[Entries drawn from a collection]
^^^^^^^^^^^^^^^^

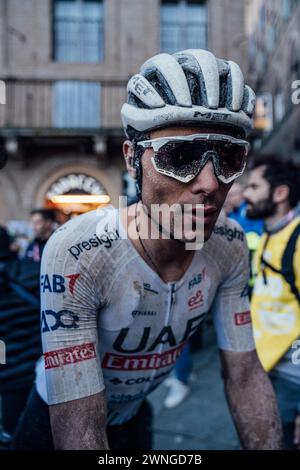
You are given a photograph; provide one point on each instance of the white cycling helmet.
(191, 87)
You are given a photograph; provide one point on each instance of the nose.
(206, 182)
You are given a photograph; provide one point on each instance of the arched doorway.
(76, 193)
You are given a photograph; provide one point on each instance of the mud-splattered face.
(204, 189)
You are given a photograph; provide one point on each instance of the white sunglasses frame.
(159, 142)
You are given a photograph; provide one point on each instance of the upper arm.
(80, 423)
(239, 366)
(69, 308)
(231, 309)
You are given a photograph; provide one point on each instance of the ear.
(128, 155)
(281, 194)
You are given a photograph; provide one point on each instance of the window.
(183, 25)
(78, 30)
(77, 104)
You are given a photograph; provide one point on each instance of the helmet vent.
(160, 84)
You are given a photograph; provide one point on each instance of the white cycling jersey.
(109, 321)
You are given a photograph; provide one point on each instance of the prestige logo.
(106, 239)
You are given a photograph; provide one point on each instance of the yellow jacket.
(275, 307)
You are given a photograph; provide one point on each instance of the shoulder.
(227, 234)
(227, 246)
(84, 236)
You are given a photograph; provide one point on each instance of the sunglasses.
(183, 157)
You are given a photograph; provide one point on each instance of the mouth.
(209, 215)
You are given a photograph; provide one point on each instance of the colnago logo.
(142, 362)
(52, 321)
(144, 313)
(140, 380)
(229, 233)
(106, 239)
(72, 355)
(242, 318)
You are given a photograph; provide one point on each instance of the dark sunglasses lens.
(177, 155)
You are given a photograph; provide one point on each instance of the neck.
(168, 256)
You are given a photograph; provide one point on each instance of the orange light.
(81, 199)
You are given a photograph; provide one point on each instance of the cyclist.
(117, 310)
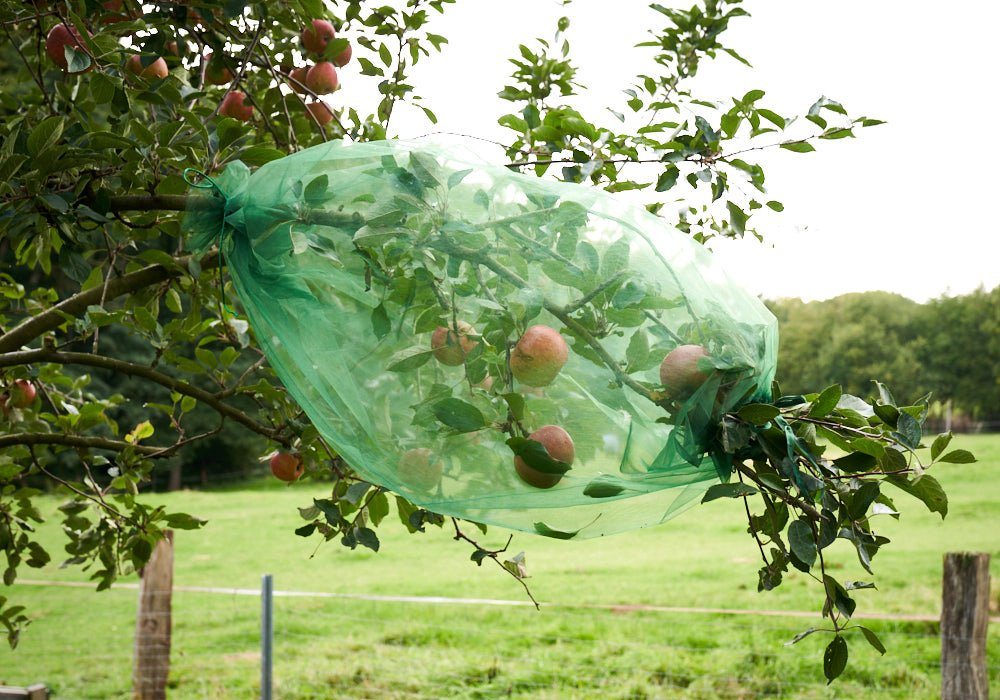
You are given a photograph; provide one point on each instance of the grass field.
(81, 642)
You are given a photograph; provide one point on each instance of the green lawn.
(81, 642)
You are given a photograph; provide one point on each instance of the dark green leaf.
(536, 456)
(826, 401)
(798, 146)
(855, 462)
(603, 487)
(459, 415)
(546, 531)
(800, 539)
(183, 521)
(835, 658)
(734, 489)
(873, 640)
(380, 321)
(927, 489)
(959, 457)
(408, 359)
(758, 413)
(940, 445)
(909, 429)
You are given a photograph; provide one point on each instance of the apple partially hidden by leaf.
(543, 457)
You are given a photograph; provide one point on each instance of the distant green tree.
(850, 340)
(960, 351)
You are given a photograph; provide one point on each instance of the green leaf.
(455, 178)
(604, 486)
(459, 415)
(45, 135)
(826, 401)
(801, 635)
(940, 444)
(855, 462)
(380, 321)
(801, 541)
(835, 658)
(737, 218)
(259, 155)
(909, 429)
(183, 521)
(366, 537)
(759, 413)
(798, 146)
(927, 489)
(409, 359)
(515, 402)
(638, 350)
(77, 61)
(536, 456)
(667, 179)
(873, 639)
(735, 489)
(959, 457)
(546, 531)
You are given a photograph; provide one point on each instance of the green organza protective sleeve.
(347, 258)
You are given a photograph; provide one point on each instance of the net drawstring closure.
(200, 180)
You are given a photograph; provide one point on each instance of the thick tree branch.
(11, 439)
(90, 360)
(52, 318)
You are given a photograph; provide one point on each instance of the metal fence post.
(266, 636)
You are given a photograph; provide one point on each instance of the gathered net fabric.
(348, 260)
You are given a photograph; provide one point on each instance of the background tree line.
(949, 346)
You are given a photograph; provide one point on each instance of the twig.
(494, 554)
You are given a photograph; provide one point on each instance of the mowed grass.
(80, 644)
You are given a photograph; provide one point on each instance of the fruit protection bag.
(491, 345)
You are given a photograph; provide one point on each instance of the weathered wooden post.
(964, 619)
(266, 636)
(152, 624)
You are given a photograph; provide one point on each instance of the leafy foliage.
(91, 182)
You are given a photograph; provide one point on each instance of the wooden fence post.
(964, 619)
(152, 624)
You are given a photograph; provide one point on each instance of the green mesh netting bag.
(493, 346)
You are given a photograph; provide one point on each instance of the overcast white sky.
(907, 207)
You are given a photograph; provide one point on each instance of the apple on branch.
(680, 373)
(538, 356)
(559, 446)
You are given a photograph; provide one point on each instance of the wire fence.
(360, 646)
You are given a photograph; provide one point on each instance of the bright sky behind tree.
(906, 207)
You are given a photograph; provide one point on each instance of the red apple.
(298, 79)
(322, 112)
(322, 78)
(538, 356)
(679, 371)
(451, 346)
(22, 393)
(59, 37)
(344, 57)
(233, 106)
(155, 70)
(216, 72)
(316, 37)
(418, 469)
(558, 444)
(286, 466)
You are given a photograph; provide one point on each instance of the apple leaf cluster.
(95, 137)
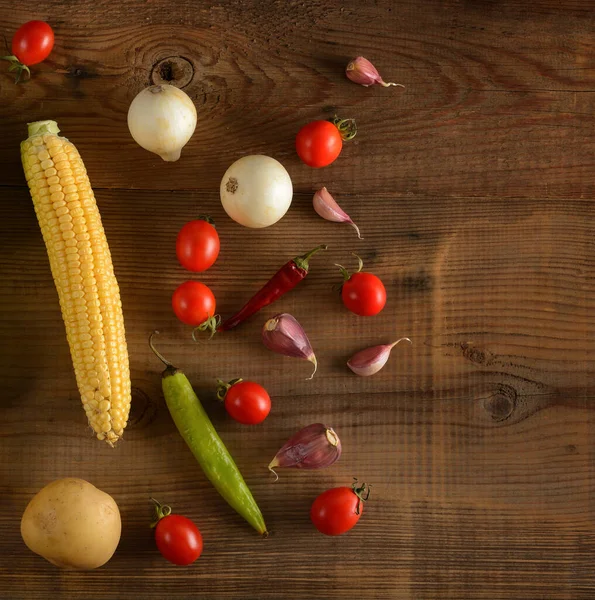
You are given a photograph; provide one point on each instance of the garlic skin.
(326, 206)
(369, 361)
(161, 119)
(284, 335)
(362, 71)
(313, 447)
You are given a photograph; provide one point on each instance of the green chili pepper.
(198, 432)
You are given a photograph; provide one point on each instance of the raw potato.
(72, 524)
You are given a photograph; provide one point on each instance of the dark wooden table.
(474, 191)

^^^^^^^^^^^^^^^^

#### [THE EXERCISE]
Revise every item above, replacing "photograph" with "image" and leaving everything else unchanged. Omit the pictures from your output.

#### [SOLUTION TO THIS PROBLEM]
You are given a image; provide one point on each instance of the white cycling helmet.
(191, 87)
You are given a image; provide one point on each instance of the nose.
(206, 182)
You are given a image; provide one point on each instance of the arched doorway.
(76, 193)
You are given a image; provide one point on each instance of the mud-splattered face.
(204, 189)
You are given a image; provide one point on each instance of the white sunglasses frame.
(159, 142)
You are given a image; provide one point on each instance of the upper arm.
(80, 423)
(239, 366)
(69, 308)
(231, 309)
You are given a image; provide one point on each instance of the ear.
(128, 155)
(281, 194)
You are given a image; provide one point on each instance of the window.
(183, 25)
(78, 30)
(77, 104)
You are given a image; provide one point on each instance of the helmet vent.
(160, 84)
You are given a image; provide one point on each instance of the white cycling jersey.
(109, 321)
You are given a image; provide one point on each instance of the prestige logo.
(106, 239)
You are given a image; provide one point on each instance of the yellow jacket.
(275, 307)
You are given a image; provide one point on each instance of the shoulder.
(227, 234)
(227, 246)
(84, 236)
You are given a image; provide one point on each instance of the sunglasses.
(183, 157)
You are given a image; provide one point on each instance of the mouth.
(209, 215)
You are given a image; provide one point on each instance of the colnago logo.
(142, 362)
(52, 321)
(144, 313)
(140, 380)
(229, 233)
(106, 239)
(72, 355)
(242, 318)
You are given a image; provide one point on each instance of the dark sunglasses lens.
(177, 155)
You are given a image; provide one point on each instance of the neck.
(168, 256)
You are given a image; provide one point on each instance of the orange light.
(81, 199)
You are given a image; provide one point on each instance of the cyclist.
(117, 310)
You are given a image; provide one point on each instance of the grass field.
(81, 642)
You are given a image; provide one point on each instance of the green lawn.
(81, 642)
You are given a image; provide one point on each instance of the dark green leaf.
(536, 456)
(826, 401)
(798, 146)
(855, 462)
(603, 487)
(459, 415)
(546, 531)
(800, 539)
(183, 521)
(835, 658)
(734, 489)
(873, 640)
(380, 321)
(927, 489)
(959, 457)
(408, 359)
(758, 413)
(940, 445)
(909, 429)
You are given a image; provide one point on each instance of the apple partially hidden by leaf.
(543, 457)
You are given a image; provide one point on each instance of the distant green tree.
(850, 340)
(960, 351)
You are given a image; provide one point on each instance of the green leaf.
(455, 178)
(604, 486)
(459, 415)
(45, 135)
(826, 401)
(801, 635)
(940, 444)
(855, 462)
(380, 321)
(801, 541)
(835, 658)
(737, 218)
(259, 155)
(909, 429)
(183, 521)
(366, 537)
(759, 413)
(798, 146)
(927, 489)
(409, 359)
(515, 402)
(638, 350)
(77, 61)
(536, 456)
(667, 179)
(873, 639)
(735, 489)
(959, 457)
(546, 531)
You are given a image; provide one point on each instance of the green organza protective sleeve.
(347, 258)
You are given a image; provide one point on each instance of the net drawstring closure.
(200, 180)
You are given a image; provide one point on each instance of the thick tree branch.
(11, 439)
(90, 360)
(52, 318)
You are given a image; provide one point on each instance of the metal fence post.
(266, 636)
You are given a image; provide one point on each instance of the gathered net fabric.
(348, 260)
You are given a image; provide one point on each instance of the background tree line.
(949, 346)
You are given a image; provide one point on each instance of the twig.
(494, 554)
You are given a image; provide one point on each instance of the mowed grass.
(80, 644)
You are given a image; provide one point on each instance of the fruit protection bag.
(491, 345)
You are given a image; provide one point on each instance of the weathered wooden post.
(964, 619)
(266, 636)
(152, 624)
You are given a image; provide one point on each instance of the leafy foliage.
(91, 182)
You are given a image; provide one point on each instance of the wooden fence post.
(964, 619)
(152, 624)
You are given a image; provide one point on each instance of the green mesh netting bag.
(493, 346)
You are given a image; provide one point on each instance of the overcast white sky.
(907, 207)
You are given a image; provide one point on each instance of the apple on branch.
(680, 373)
(538, 356)
(559, 446)
You are given a image; provide one point on each instance of the wire fence.
(360, 646)
You are given a image; provide one point on each instance of the bright sky behind tree.
(906, 207)
You are given a image; provide one point on each instance of the red apple.
(298, 79)
(322, 112)
(322, 78)
(538, 356)
(679, 371)
(451, 346)
(22, 393)
(59, 37)
(344, 57)
(233, 106)
(155, 70)
(216, 72)
(316, 37)
(418, 469)
(558, 444)
(286, 466)
You are given a image; provide one point on each instance of the apple leaf cluster.
(95, 137)
You are given a image; provide one point on each instance of the garlic skin.
(326, 206)
(369, 361)
(161, 119)
(284, 335)
(362, 71)
(313, 447)
You are given a image; provide one point on each instance of the green chili pepper.
(198, 432)
You are given a image; provide one point on each instance of the raw potato.
(72, 524)
You are given a image; provide one point on each instance of the dark wooden table.
(474, 191)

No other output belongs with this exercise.